What to produce
Update the stretch from the line containing "[point] snow on" through the line containing "Target: ornate street lamp" by changing "ornate" to "decorative" and leaving everything else unchanged. Return only those lines.

Provided records
'''
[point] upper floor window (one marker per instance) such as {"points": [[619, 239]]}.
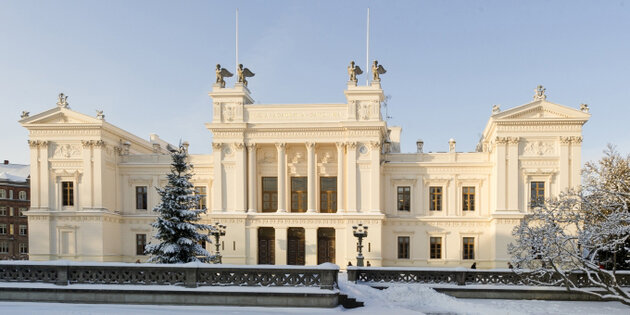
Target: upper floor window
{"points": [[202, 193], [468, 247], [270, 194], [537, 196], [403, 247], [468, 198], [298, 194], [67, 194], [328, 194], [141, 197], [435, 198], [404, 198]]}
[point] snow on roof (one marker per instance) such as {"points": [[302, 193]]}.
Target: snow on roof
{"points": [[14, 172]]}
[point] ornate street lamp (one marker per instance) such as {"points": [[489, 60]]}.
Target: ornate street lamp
'''
'''
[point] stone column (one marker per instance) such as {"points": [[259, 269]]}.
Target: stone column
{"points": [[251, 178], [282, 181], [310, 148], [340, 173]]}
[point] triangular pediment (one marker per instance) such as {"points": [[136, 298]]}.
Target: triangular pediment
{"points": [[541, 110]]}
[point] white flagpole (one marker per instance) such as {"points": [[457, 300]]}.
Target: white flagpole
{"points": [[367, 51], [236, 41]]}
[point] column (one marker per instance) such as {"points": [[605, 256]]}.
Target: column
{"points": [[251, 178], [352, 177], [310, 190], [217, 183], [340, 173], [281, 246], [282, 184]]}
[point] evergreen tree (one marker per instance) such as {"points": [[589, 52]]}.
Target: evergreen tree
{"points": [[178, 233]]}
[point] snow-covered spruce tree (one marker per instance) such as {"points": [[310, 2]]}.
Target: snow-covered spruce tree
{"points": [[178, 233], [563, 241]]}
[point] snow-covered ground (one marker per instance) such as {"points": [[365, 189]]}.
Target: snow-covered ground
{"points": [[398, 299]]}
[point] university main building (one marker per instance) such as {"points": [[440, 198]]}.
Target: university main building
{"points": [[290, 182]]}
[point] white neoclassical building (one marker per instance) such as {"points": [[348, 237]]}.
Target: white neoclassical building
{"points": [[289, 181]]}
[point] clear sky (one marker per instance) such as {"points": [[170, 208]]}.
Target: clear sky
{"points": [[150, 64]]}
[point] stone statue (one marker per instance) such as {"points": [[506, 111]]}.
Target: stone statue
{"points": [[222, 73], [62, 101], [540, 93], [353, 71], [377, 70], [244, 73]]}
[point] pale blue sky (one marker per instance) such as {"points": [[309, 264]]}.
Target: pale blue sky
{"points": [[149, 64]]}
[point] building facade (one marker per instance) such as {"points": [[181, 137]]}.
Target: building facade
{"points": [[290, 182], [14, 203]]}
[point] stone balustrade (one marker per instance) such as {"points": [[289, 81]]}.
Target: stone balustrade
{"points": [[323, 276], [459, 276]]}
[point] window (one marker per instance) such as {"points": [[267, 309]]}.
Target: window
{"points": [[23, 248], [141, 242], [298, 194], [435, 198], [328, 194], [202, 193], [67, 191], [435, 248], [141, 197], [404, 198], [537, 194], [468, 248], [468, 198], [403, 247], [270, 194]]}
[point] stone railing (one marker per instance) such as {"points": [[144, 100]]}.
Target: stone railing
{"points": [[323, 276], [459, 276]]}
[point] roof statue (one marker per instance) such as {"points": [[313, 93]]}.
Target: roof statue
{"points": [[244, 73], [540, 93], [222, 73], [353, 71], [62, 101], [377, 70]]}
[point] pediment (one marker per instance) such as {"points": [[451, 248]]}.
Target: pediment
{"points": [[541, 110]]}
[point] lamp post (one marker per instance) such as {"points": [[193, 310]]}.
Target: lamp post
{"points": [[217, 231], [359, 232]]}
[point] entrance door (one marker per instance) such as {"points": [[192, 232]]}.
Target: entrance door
'''
Written answer
[point] snow on roof (one marker per instance) such as {"points": [[302, 193]]}.
Target: snow on roof
{"points": [[14, 172]]}
[point] decorative street lamp (one marker per instance) such as {"points": [[489, 60]]}.
Target: decorative street lamp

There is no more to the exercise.